Copy out each of the lines below word for word, from first to last.

** Start of RECORDS FOR THIS EXERCISE **

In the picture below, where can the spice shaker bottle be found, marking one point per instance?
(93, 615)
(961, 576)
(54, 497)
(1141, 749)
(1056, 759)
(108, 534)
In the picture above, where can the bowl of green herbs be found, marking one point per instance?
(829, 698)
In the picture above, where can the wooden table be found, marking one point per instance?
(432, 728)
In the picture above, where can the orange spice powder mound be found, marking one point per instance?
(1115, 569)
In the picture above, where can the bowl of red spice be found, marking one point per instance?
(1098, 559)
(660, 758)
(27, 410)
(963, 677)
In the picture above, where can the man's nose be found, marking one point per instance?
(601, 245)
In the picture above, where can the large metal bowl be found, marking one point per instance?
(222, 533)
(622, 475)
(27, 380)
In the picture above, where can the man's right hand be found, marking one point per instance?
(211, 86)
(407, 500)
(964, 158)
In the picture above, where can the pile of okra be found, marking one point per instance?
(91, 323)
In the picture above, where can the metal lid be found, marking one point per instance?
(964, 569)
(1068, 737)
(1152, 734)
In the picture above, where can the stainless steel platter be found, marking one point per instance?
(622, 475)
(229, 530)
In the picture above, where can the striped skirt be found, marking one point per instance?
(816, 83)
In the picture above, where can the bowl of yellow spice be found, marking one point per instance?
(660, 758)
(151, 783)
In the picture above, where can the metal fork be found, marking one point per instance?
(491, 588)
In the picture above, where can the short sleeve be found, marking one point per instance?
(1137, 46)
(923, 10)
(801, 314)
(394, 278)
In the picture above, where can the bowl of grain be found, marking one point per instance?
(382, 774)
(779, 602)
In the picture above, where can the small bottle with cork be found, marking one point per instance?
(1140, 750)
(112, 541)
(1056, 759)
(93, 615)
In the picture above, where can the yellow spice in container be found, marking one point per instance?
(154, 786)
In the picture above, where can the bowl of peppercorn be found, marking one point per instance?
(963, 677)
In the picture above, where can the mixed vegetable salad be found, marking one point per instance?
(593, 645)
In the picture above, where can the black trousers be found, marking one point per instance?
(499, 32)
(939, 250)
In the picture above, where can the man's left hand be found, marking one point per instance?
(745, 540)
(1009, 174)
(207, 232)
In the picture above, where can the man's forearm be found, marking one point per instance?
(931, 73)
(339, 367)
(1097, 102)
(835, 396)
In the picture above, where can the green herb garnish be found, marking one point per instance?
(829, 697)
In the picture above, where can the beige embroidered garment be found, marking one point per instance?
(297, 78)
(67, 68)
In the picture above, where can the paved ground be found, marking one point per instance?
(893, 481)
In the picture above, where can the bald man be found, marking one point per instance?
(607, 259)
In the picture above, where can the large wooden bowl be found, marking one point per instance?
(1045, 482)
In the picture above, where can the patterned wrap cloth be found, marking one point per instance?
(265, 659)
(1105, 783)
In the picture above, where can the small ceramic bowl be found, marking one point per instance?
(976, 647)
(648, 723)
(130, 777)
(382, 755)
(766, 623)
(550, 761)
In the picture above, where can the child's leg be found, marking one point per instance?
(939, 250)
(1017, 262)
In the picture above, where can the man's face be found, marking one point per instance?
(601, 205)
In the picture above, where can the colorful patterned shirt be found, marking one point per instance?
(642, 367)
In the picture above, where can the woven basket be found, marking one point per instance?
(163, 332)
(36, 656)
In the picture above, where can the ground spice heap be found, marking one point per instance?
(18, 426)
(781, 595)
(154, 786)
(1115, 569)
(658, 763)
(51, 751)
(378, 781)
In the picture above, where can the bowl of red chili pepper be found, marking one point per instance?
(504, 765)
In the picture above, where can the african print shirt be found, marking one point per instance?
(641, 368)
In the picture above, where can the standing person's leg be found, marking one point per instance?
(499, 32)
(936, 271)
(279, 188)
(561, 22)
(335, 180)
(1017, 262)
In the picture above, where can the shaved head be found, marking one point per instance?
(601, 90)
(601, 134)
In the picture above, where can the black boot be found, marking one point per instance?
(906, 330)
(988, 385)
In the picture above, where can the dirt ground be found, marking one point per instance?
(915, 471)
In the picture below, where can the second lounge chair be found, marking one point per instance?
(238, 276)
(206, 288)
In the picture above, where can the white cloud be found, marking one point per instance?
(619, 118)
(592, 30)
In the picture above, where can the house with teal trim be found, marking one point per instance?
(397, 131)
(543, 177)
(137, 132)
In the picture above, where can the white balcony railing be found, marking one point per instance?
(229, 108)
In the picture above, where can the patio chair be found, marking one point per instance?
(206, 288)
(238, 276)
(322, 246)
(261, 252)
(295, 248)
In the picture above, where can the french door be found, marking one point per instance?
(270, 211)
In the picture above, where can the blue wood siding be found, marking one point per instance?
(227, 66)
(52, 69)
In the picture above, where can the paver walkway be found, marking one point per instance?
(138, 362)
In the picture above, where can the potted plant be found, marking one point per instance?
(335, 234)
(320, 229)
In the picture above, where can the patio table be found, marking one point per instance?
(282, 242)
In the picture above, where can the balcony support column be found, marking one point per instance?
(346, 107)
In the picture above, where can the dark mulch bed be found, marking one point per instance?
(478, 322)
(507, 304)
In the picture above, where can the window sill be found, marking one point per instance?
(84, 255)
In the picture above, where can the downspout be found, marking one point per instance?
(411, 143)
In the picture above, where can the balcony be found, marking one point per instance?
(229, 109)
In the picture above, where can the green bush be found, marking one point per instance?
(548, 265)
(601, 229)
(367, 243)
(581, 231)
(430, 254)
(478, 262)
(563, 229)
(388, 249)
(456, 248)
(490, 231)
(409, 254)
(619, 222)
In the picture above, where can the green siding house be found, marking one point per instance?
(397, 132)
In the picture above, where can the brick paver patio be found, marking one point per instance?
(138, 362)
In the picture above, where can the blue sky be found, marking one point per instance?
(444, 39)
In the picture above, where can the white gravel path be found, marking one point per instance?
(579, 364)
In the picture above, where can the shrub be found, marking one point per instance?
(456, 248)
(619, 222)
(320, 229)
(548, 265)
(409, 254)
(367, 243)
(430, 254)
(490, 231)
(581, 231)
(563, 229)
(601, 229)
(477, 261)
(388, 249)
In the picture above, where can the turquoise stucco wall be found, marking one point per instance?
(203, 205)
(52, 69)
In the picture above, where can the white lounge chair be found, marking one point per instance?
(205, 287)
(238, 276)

** End of RECORDS FOR THIS EXERCISE **

TASK OUTPUT
In the picture below, where can the spice shaker bottle be found, marking one point per instance?
(93, 615)
(961, 576)
(54, 497)
(1141, 749)
(1056, 759)
(108, 534)
In the picture above, where can the bowl of green herbs be found, marking one point per instance?
(829, 698)
In the picture above, where can the wooden table be found, marking one point per instance?
(432, 728)
In the picture above, where can the orange spice powder mound be found, marking one point per instance?
(1115, 569)
In the picture above, where can the bowl of red spice be found, marking one point per instance?
(1098, 559)
(660, 758)
(27, 410)
(963, 677)
In the picture above, where can the man's nose be found, marking one point per instance?
(601, 245)
In the picture above, where can the large metal bowl be found, marking one point per instance?
(222, 533)
(622, 475)
(27, 380)
In the picture above, where can the man's right hand be found, marking one point per instance?
(211, 86)
(407, 500)
(964, 158)
In the picture above, where can the pile of okra be found, marking one point per instance?
(91, 323)
In the picture above, where can the metal lid be found, marking one point per instance?
(964, 569)
(1068, 737)
(1152, 734)
In the picture above, where can the stainless steel platter be found, marking one point per instance?
(622, 475)
(229, 530)
In the picture above, where can the striped skirt be found, marking one point per instance?
(816, 83)
In the picture above, where can the bowl of yellow spice be found, marking one point per instance?
(660, 758)
(151, 783)
In the picture above, where can the metal fork be found, marking one point per instance?
(491, 588)
In the picture above, where can the short sleeve be found, marking one point per instance?
(1137, 46)
(923, 10)
(801, 314)
(394, 278)
In the picture above, where can the bowl of grain be found, marking one point per instance?
(382, 774)
(779, 602)
In the picture above, where can the small bottle with cork be found, marking one point per instance?
(1140, 750)
(112, 541)
(1056, 759)
(93, 615)
In the picture above, where can the yellow spice in container be found, marking one point per instance?
(154, 786)
In the picture above, where can the bowl of peppercorn be found, marking one point per instance?
(963, 677)
In the picture above, where can the mixed vegetable salad be found, marking one point per instance?
(593, 645)
In the picture above, where can the black trousers be found, marking one point per instance?
(499, 32)
(939, 250)
In the picture above, where can the man's left hand be found, marking one point per instance?
(745, 540)
(1009, 174)
(207, 232)
In the picture above, where can the man's forearm be found, marking one point per instance?
(931, 73)
(339, 367)
(1097, 102)
(835, 396)
In the picture above, where can the green herb garnish be found, marking one point per instance?
(829, 697)
In the picture above, where can the beige embroidered garment be found, marking one point per instance?
(297, 78)
(67, 68)
In the picture above, where can the paved ground be found, marking one point per instance?
(893, 481)
In the picture above, where can the bald man be found, marking one point per instance?
(607, 259)
In the picture above, where can the large wooden bowl be found, marking one point per instance?
(1045, 482)
In the picture above, where can the patterned wrap cloth be found, marking one point per instance?
(265, 659)
(1105, 783)
In the picture above, where can the small ceramic bowl be found, marking one point per instance?
(976, 647)
(648, 723)
(130, 777)
(382, 755)
(766, 623)
(550, 761)
In the picture above, where can the child's leg be found, marking one point per instance?
(939, 250)
(1017, 262)
In the picture above, where can the man's face be found, marking one point per instance?
(601, 205)
In the picture above, where can the colorful patterned shirt be found, marking one point per instance?
(642, 367)
In the picture above, where can the woven basket be found, marking one point per instance?
(163, 332)
(36, 656)
In the picture above, where can the ground spice heap be found, marking one point per instance?
(18, 426)
(781, 595)
(154, 786)
(1115, 569)
(658, 763)
(51, 751)
(378, 781)
In the picture above, where can the bowl of red chili pepper be found, marking one point per instance?
(504, 765)
In the picture above, where can the african print shirt be found, marking one point per instance?
(641, 368)
In the picture above, where can the standing person's leg be found, marking one point per instance?
(499, 32)
(936, 271)
(279, 188)
(561, 22)
(335, 180)
(1017, 262)
In the picture above, where can the shaved head be found, marking one point per instance?
(601, 90)
(601, 134)
In the picture above, where can the black boot be found, marking one point per instance?
(906, 330)
(988, 385)
In the picture above, where can the dirt ground be found, marking one point per instance?
(915, 471)
In the picture below, where can the second lounge chair be found, marking one point per instance?
(238, 276)
(206, 288)
In the picture above, where can the white cloud be found, marking one point per instance?
(619, 118)
(592, 30)
In the picture above, where can the house with teal trim be found, marking one point per instance?
(397, 131)
(543, 177)
(137, 132)
In the picture above, where can the white balcony railing be found, marking one point per instance?
(229, 108)
In the picture above, where can the patio chair be found, marking one point per instance?
(206, 288)
(238, 276)
(322, 246)
(261, 252)
(295, 248)
In the picture above, where can the french door be found, marking one point per instance?
(270, 211)
In the picture above, where can the blue wood siding be found, marking one point per instance?
(227, 66)
(52, 69)
In the picture above, where can the paver walkway be found, marking one point per instance?
(138, 362)
In the picture above, where can the potted plant be found, marking one point per instance?
(335, 234)
(320, 229)
In the picture above, where can the patio table be found, marking one point per instance?
(282, 242)
In the picture above, where can the balcony support column be found, marking one point per instance?
(346, 107)
In the picture above, where can the dark mulch bed be found, marking one point per instance?
(478, 322)
(507, 304)
In the picture above, where can the window sill be found, marking one point per instance?
(84, 255)
In the picture above, where can the downspout be found, marking one point per instance?
(411, 143)
In the picture above, where can the balcony be found, marking one point per instance?
(229, 109)
In the picture above, where can the green bush be found, marking one point per instance?
(548, 265)
(601, 229)
(367, 243)
(581, 231)
(430, 254)
(478, 262)
(563, 229)
(388, 249)
(456, 248)
(490, 231)
(409, 254)
(619, 222)
In the picture above, where can the green siding house be found, marking one point per instance?
(397, 132)
In the picture above, where can the brick paver patio be found, marking one point per instance?
(138, 362)
In the picture above, where can the blue sky be found, marking one point per instance?
(444, 39)
In the picture above, where can the white gravel path be found, marking one point per instance?
(579, 364)
In the picture above, where can the shrub be found, marking one point per instance?
(456, 248)
(619, 222)
(320, 229)
(548, 265)
(409, 254)
(367, 243)
(430, 254)
(490, 231)
(581, 231)
(563, 229)
(601, 229)
(477, 261)
(388, 249)
In the picture above, where can the turquoise stucco wall be found, marking one point per instance?
(203, 205)
(52, 69)
In the picture above, where can the white lounge chair be found, marking one point per instance?
(205, 287)
(238, 276)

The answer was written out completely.